▸ **Task goal**
Would you repeat all of the records underneath, exactly as written?

▸ **Exercise input**
──────────

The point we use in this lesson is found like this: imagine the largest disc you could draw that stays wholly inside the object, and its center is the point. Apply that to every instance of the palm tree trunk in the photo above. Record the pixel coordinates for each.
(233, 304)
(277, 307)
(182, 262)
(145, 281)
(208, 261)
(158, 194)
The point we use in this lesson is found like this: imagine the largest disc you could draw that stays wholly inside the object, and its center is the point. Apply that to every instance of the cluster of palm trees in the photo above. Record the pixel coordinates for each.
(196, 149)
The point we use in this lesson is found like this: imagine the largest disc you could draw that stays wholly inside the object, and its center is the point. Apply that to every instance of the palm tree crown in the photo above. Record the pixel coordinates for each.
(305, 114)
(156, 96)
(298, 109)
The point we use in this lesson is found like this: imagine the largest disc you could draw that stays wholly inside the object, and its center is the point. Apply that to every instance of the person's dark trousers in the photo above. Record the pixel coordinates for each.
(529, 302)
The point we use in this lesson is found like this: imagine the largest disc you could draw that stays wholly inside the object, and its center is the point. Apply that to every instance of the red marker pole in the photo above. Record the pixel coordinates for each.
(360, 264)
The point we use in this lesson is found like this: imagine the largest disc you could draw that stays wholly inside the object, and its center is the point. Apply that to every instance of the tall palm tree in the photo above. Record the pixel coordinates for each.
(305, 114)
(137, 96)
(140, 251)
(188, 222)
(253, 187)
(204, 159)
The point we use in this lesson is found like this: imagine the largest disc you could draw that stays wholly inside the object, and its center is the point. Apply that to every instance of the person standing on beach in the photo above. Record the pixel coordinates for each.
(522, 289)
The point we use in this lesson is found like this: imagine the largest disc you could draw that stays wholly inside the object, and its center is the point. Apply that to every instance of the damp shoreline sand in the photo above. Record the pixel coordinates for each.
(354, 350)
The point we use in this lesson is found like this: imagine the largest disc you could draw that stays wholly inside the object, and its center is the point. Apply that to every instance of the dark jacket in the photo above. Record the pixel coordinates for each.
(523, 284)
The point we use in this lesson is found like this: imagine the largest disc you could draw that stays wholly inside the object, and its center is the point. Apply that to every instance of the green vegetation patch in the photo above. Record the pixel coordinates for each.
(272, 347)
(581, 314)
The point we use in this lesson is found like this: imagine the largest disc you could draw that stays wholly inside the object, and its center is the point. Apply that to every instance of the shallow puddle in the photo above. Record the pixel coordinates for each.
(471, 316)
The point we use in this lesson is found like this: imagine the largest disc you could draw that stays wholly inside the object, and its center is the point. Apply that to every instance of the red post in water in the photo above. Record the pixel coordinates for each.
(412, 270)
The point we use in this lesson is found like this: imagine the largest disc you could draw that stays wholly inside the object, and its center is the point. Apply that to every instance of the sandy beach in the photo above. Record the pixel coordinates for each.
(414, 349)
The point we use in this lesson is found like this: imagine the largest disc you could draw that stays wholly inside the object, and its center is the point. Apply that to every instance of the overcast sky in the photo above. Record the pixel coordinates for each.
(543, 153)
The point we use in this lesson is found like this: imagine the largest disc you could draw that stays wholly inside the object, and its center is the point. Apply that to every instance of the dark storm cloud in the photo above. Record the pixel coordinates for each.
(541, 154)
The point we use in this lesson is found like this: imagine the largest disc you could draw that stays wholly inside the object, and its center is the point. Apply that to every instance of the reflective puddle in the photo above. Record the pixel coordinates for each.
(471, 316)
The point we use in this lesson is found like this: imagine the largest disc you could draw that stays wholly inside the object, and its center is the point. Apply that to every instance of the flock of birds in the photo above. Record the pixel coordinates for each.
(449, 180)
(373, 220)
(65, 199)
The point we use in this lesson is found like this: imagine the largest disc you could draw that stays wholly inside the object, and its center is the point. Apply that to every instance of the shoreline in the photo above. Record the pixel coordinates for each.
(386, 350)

──────────

▸ **Solution to this exercise**
The point we use in this lesson is found like this: imagine the largest disc you could draw that stays wholly inside the object, and its center is the point. Apply that to every instance of the palm tree trunk in the photo above. Record the pixel coordinates for each.
(233, 304)
(277, 307)
(182, 262)
(145, 281)
(208, 261)
(158, 194)
The point we use in this lesson is found like this: imagine the largest disc you could draw that stays wholly inside the object, and its center is the point. Apply that to every instance of the cluster of palm trees in the photo above. Record the pixel coordinates for each.
(196, 149)
The point we use in this lesson is found like this: imagine the largest disc you could draw that stays wholly inside the object, and its center is the point. Apply that to every instance of the palm tree crown in the photo above. Record the pixel coordinates for each.
(305, 114)
(156, 96)
(298, 109)
The point we use in this lesson is found like this: imagine the largest disc you could draw that stays wholly inside the object, and its center is the point. Apply that to every instance of the person's dark trousers in the photo above. Record the pixel coordinates for each.
(529, 302)
The point we use in this lesson is found like this: imagine the largest disc you could draw that stays wholly inside the object, and its center is the point. Apply that to every instance of the red marker pole in the photo above. Record the pixel coordinates for each.
(360, 264)
The point we use in this lesson is found like this: imagine the largest disc you could draw that stays wholly inside the object, and its center is the point. Apply that to every instance of the tall palm tree in the photo above. Record the pixel coordinates for each.
(305, 114)
(137, 96)
(140, 251)
(188, 222)
(253, 187)
(204, 159)
The point we use in this lesson is found like this: imagine the largest disc you could draw that stays wholly inside the object, and its center is the point. Apply that to every instance of the person standing on beach in the photo above. Record the pixel coordinates for each.
(522, 289)
The point we use in this lesson is found like this: imagine the largest disc you could draw that stays wholly inside the object, and its center is the point. Apply that to every instance of the damp shoreline sand in the photo above. Record the pixel coordinates for each.
(354, 350)
The point we use in this lesson is found like this: imagine the largest disc you could draw that stays wholly inside the object, and its center is the point. Apply that to every instance of the dark jacket in the photo above. Record the pixel coordinates for each.
(523, 284)
The point we use in this lesson is found like this: imagine the largest disc you could draw that stays wholly inside the object, and its center is the point. Apply that to every instance of the green vegetation patch in the photo above. Record the pixel coordinates for each.
(272, 347)
(581, 314)
The point we use in this lesson is found like this: imagine the largest disc you could draw that stays wholly inside the object, and its center is the point. Apply that to every instance of the shallow puddle in the photo above. Record the pixel coordinates for each.
(471, 316)
The point we use in this lesson is found like this: imagine the largest disc you could draw that stays wholly inside the object, and its center is the point. Apply that to every instance of the red post in water in the photo above. Record the pixel coordinates for each.
(412, 270)
The point we use in this lesson is found like this: imagine the largest disc you could draw that stays wholly inside the object, and its center is the point. Apply that to every instance of the sandy beach in the photo above. Record the pixel coordinates for each.
(414, 349)
The point we use in this lesson is found like this: imagine the largest disc you could draw that stays wholly inside the object, and its center is the point. Apply that to every instance of the overcast sky in the photo above. Record the pixel coordinates for each.
(543, 153)
The point we use in this lesson is found like this: imagine the largest disc you could draw that stays wholly inside the object, and its center is the point. Apply that to every instance of the dark storm cloud in the photo above. Record the pixel coordinates for each.
(541, 154)
The point we use in this lesson is found like this: imagine the largest disc you could draw that stays wholly inside the object, and its center is the point. Apply that to every instance of the reflective puddle in the photo above. Record the pixel coordinates for each.
(471, 316)
The point we use in this lesson is found like this: imagine the largest disc you could draw that stays wholly inside the object, and its center is the point. Apply that to every instance of the flock of birds in the photo above. Record the pixel coordinates for each.
(449, 180)
(373, 220)
(65, 199)
The point we use in this lesson is found like this: imagine the largest disc you could draw that stays wholly inside the object, and its center is the point. Apply that to every instance of the shoreline in the photo above. Record the pixel coordinates for each.
(386, 350)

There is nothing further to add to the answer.